### LISTING
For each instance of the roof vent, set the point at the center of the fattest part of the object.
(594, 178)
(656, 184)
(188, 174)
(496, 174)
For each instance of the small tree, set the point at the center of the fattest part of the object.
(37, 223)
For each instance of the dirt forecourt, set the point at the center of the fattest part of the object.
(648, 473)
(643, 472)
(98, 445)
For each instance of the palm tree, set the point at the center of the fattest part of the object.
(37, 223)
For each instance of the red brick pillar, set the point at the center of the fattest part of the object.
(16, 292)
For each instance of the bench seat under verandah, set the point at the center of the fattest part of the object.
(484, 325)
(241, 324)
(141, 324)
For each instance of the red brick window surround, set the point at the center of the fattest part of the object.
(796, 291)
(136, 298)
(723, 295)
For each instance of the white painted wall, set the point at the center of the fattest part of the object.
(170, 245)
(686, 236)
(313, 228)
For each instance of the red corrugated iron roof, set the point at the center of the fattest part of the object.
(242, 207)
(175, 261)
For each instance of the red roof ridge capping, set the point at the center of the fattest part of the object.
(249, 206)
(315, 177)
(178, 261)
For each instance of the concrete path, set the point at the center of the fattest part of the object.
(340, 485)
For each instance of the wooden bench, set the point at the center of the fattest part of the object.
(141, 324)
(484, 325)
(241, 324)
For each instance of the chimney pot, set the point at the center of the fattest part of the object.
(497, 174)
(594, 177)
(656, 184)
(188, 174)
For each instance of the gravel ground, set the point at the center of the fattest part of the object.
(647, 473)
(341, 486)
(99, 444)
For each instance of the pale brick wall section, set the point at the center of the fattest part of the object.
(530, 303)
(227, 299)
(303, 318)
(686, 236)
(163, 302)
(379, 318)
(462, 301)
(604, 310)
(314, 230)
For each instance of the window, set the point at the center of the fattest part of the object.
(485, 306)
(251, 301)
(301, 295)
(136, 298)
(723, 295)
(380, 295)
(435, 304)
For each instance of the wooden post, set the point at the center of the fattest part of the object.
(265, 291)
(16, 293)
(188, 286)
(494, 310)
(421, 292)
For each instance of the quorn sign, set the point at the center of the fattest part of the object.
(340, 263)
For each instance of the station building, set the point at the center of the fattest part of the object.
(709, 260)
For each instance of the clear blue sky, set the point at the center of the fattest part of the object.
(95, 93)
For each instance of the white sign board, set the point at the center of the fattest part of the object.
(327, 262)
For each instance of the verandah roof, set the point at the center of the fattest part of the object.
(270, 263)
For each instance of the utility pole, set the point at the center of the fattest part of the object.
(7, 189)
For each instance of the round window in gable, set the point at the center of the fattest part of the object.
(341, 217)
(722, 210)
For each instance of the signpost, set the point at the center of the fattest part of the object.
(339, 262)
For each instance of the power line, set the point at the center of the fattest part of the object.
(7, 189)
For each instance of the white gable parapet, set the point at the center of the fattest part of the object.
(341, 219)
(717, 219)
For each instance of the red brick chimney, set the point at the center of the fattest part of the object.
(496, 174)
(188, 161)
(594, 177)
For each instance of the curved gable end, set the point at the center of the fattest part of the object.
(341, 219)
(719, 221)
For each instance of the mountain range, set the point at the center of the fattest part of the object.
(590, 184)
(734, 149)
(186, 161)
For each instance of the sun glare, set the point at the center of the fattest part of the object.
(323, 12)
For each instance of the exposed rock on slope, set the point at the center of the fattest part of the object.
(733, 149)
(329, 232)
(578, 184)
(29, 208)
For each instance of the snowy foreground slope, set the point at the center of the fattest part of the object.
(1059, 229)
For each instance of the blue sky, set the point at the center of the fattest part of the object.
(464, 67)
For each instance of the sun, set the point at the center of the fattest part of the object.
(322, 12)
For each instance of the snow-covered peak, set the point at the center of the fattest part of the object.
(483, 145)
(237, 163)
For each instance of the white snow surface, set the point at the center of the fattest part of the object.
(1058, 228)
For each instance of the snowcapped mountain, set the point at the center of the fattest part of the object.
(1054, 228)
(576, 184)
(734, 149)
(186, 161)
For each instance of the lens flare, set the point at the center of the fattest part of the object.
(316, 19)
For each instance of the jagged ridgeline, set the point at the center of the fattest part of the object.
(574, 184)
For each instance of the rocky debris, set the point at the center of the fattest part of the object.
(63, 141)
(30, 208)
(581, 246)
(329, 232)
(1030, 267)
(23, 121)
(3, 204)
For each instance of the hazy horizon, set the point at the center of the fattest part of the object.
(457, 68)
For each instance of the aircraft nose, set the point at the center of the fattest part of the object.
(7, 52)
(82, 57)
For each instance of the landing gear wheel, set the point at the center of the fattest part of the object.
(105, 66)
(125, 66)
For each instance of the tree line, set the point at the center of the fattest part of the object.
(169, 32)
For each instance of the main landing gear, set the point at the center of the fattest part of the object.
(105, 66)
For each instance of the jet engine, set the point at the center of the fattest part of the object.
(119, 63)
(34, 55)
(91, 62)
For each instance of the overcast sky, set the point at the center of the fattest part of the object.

### GOAL
Copy out every line of the listing above word for word, in the same order.

### RESULT OF THE EXERCISE
For each instance of the roof vent, set the point at the center of the fattest part of the object.
(594, 178)
(656, 184)
(188, 174)
(496, 174)
For each instance of the small tree, set the point at the center of the fattest part of the object.
(37, 223)
For each instance of the dirt forecourt, set the point at the center of the fattest part of the object.
(648, 473)
(643, 472)
(98, 445)
For each instance of the palm tree, set the point at the center of the fattest part of the object.
(37, 223)
For each instance of the red brick pillar, set the point at the center of the fattest part of the object.
(16, 292)
For each instance of the bench seat under verandah, set the point at the center of the fattest part of the object.
(484, 325)
(241, 324)
(141, 324)
For each instance of the red brick window surround, set the point at the center of the fattest part of the object.
(796, 291)
(136, 298)
(723, 295)
For each instance of the white painted wall, set the point at the center of the fattest part of the object.
(170, 245)
(686, 236)
(313, 228)
For each instance of the red corrugated iron roof, set the point at the center of the fattest part of the object.
(242, 207)
(175, 261)
For each instance of the red roof ridge capping, set the point at the center of the fattest part of the object.
(249, 206)
(315, 177)
(178, 261)
For each instance of the concrete path, set the point at the center of the fattest part of the object.
(340, 485)
For each instance of the wooden bench, set the point at the center of the fattest part of the object.
(141, 324)
(484, 325)
(241, 324)
For each instance of the chimney pot, set the point at the center of the fattest part of the object.
(497, 174)
(594, 177)
(656, 184)
(188, 174)
For each instance of the gravel ground, set the point at the center of the fattest part of the object.
(647, 473)
(341, 486)
(99, 444)
For each instance of the pale brick wall section, set the point at the center of the fattest part of the object.
(530, 303)
(227, 299)
(303, 318)
(686, 236)
(163, 302)
(379, 318)
(462, 301)
(604, 310)
(314, 230)
For each instance of the window, set the point at the center of the fattest part of the object.
(485, 306)
(251, 301)
(301, 295)
(136, 298)
(723, 295)
(380, 295)
(435, 304)
For each instance of the wooden post, set the point at the center of the fattest part of the object.
(265, 291)
(16, 293)
(188, 286)
(494, 310)
(421, 292)
For each instance of the quorn sign, set the point at the center of the fattest part of the object.
(340, 263)
For each instance of the station building, set the point at the center of the fattest part of the object.
(709, 260)
For each instance of the clear blue sky, set the point at the center of the fattest part of the object.
(95, 93)
For each instance of the white sign board, set the point at the center of the fattest part of the object.
(327, 262)
For each instance of the verandah roof, set the point at the center of the fattest part of the object.
(270, 263)
For each instance of the utility pole, set the point at the center of the fattest part of the object.
(7, 189)
For each instance of the round window in gable, set the point at the center of the fattest part of the object.
(341, 217)
(722, 210)
For each instance of the signpost, set the point at the center of the fattest part of the object.
(339, 262)
For each instance of the power line, set the point at the center of the fattest part of the object.
(7, 189)
For each instance of the white gable parapet, set the point at the center of the fattest part of the object.
(341, 219)
(717, 219)
For each instance of the red brick chimney, set the point at the center of the fattest part of the object.
(496, 174)
(188, 161)
(594, 177)
For each instance of the curved gable end, set the point at the center of the fattest part of the object.
(341, 219)
(719, 221)
For each instance of the mountain range, set the point at the center of the fattest part of the object.
(590, 184)
(734, 149)
(186, 161)
For each instance of the sun glare, set the point at the center of the fattest part of the object.
(323, 12)
For each instance of the exposed rock on slope, set the point at the center of the fattest part of the object.
(733, 149)
(329, 232)
(578, 184)
(29, 208)
For each instance of the snowy foreground slope, set the point at the center of the fattest part of the object.
(1059, 229)
For each instance of the blue sky, set the point at the center of the fattest part of the object.
(464, 67)
For each instance of the sun, set the point at the center of the fattest part of the object.
(322, 12)
For each instance of the snow-covered peak, set the point at the center of the fattest part of the object.
(483, 145)
(237, 163)
For each instance of the white snow surface, set the point at the center of the fattest part of the object.
(1058, 228)
For each instance of the snowcapped mountain, set the point at the center of the fattest part of the object.
(1054, 228)
(576, 184)
(734, 149)
(186, 161)
For each instance of the lens flare, set the point at the center of the fattest part of the object.
(316, 19)
For each instance of the jagged ridgeline, set the point at the center of the fattest part of the object.
(574, 184)
For each instance of the rocky debris, set the point at the center of the fattest part of the object.
(63, 141)
(30, 208)
(581, 246)
(329, 232)
(1030, 267)
(23, 121)
(3, 204)
For each instance of the hazy horizon, set the point at the center of the fattest part of the object.
(457, 68)
For each instance of the aircraft nose, set the point at the center of the fattest part of the object.
(7, 52)
(82, 57)
For each instance of the landing gear wheel, set the point at the center of the fattest part of the object.
(105, 66)
(125, 66)
For each instance of the tree line, set the point at the center of the fattest part of the object.
(169, 32)
For each instance of the main landing gear, set the point at the center of the fattest part of the object.
(105, 66)
For each instance of the jet engine, set the point at the center of the fattest part of the object.
(119, 63)
(34, 55)
(91, 62)
For each instance of the overcast sky, set the point at the center of the fattest part of the object.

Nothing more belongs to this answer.